• _CHALLENGE 1_:
According to the EUR/USD report, to what level did the ECB cut its Deposit Facility rate on Thursday?

== EXCERPT PROVIDED ==

- EUR/USD surrenders intraday gains as ECB officials support further interest rate cuts.
- The ECB is expected to cut interest rates further by 100 bps next year.
- Investors will keenly focus on the Fed’s dot plot for fresh interest rate projections in the US.
EUR/USD surrenders its intraday gains and returns below the psychological level of 1.0500 in Monday’s European session as a significant number of European Central Bank (ECB) policymakers, including President Christine Lagarde, have backed further policy easing and a gradual move towards neutral rate, which they expect to be around 2%. “Will cut rates further if incoming data confirm that disinflation is on track”, Lagarde said at an Annual Economics Conference in Monday’s European session. Lagarde’s dovish remarks on the policy outlook were backed by the assumption that “Inflation momentum for services has dropped steeply recently.”
ECB Vice President Luis de Guindos also supported further policy easing, saying, “In the near term, we will continue in the same direction as in the past few months.”
The ECB cut its Deposit Facility rate by 25 basis points (bps) to 3% on Thursday, accumulating a total of 100 bps interest rate reductions this year. Given that Eurozone inflation has come under control and officials are worried about growing economic risks, market participants expect the ECB to deliver another 100 bps reduction in its key borrowing rates by June 2025.

===
== DATA FOR THIS EXERCISE ==

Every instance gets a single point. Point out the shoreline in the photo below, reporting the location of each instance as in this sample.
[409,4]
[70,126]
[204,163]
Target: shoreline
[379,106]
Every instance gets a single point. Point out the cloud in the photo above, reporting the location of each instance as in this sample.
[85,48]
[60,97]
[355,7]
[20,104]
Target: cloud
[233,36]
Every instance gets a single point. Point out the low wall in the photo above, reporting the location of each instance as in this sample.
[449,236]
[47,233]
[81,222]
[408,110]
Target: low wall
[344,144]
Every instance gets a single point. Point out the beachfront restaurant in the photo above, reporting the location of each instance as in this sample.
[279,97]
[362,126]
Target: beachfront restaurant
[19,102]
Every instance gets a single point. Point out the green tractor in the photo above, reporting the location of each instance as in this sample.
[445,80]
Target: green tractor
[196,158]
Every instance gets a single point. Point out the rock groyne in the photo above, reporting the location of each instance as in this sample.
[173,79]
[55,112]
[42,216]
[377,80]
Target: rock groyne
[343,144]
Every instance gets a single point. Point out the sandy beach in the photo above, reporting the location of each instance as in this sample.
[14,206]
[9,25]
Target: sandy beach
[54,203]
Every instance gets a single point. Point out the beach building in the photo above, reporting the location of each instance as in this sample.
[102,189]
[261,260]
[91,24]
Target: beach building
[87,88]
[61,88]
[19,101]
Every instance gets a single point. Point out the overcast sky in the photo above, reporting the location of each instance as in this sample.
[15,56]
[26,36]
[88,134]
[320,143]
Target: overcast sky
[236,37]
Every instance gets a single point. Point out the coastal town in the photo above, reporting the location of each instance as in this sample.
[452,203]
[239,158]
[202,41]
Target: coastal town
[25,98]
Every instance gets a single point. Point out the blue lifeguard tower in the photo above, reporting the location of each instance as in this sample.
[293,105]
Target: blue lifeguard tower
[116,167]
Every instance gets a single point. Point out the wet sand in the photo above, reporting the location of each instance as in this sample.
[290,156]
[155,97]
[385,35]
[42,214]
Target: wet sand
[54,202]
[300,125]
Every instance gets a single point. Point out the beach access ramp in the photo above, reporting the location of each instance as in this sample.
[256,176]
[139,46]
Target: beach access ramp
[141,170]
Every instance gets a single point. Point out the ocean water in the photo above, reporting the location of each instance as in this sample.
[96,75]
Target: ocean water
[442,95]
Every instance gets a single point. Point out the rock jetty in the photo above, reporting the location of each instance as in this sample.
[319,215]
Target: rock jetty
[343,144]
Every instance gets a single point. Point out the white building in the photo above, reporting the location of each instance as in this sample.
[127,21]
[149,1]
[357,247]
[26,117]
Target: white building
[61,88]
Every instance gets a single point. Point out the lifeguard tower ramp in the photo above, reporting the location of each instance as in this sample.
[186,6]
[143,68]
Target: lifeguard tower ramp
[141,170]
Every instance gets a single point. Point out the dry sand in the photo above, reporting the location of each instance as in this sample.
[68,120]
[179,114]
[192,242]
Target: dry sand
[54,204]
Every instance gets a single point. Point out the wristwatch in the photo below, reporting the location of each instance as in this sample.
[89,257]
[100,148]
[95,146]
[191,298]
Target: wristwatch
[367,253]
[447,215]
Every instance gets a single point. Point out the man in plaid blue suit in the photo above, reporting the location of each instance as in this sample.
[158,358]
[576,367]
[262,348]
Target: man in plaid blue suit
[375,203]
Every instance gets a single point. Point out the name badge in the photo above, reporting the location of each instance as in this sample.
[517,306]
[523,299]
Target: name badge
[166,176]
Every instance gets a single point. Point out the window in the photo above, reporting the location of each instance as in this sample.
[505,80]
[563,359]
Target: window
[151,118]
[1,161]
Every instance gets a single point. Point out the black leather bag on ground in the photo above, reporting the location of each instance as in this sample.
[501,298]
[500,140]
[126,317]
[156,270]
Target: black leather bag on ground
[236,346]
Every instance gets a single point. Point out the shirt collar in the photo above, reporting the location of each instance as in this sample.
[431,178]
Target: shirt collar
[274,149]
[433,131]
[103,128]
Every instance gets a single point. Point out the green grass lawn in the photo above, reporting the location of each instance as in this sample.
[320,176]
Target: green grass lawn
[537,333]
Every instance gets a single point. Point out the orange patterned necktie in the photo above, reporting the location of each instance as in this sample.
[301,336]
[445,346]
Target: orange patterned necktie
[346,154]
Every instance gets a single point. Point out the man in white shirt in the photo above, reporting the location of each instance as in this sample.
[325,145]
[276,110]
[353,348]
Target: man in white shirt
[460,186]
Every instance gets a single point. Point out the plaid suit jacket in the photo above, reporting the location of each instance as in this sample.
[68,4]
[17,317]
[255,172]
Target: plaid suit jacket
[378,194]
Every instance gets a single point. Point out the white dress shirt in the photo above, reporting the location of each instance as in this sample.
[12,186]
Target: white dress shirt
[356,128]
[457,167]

===

• _CHALLENGE 2_:
Pick out each line of the rows above that contains the word "sandy".

• _FULL SOLUTION 1_:
3%

• _FULL SOLUTION 2_:
Every instance gets a single point. Point out the sandy beach in the photo above, reporting the location of each instance as in this sample.
Target: sandy beach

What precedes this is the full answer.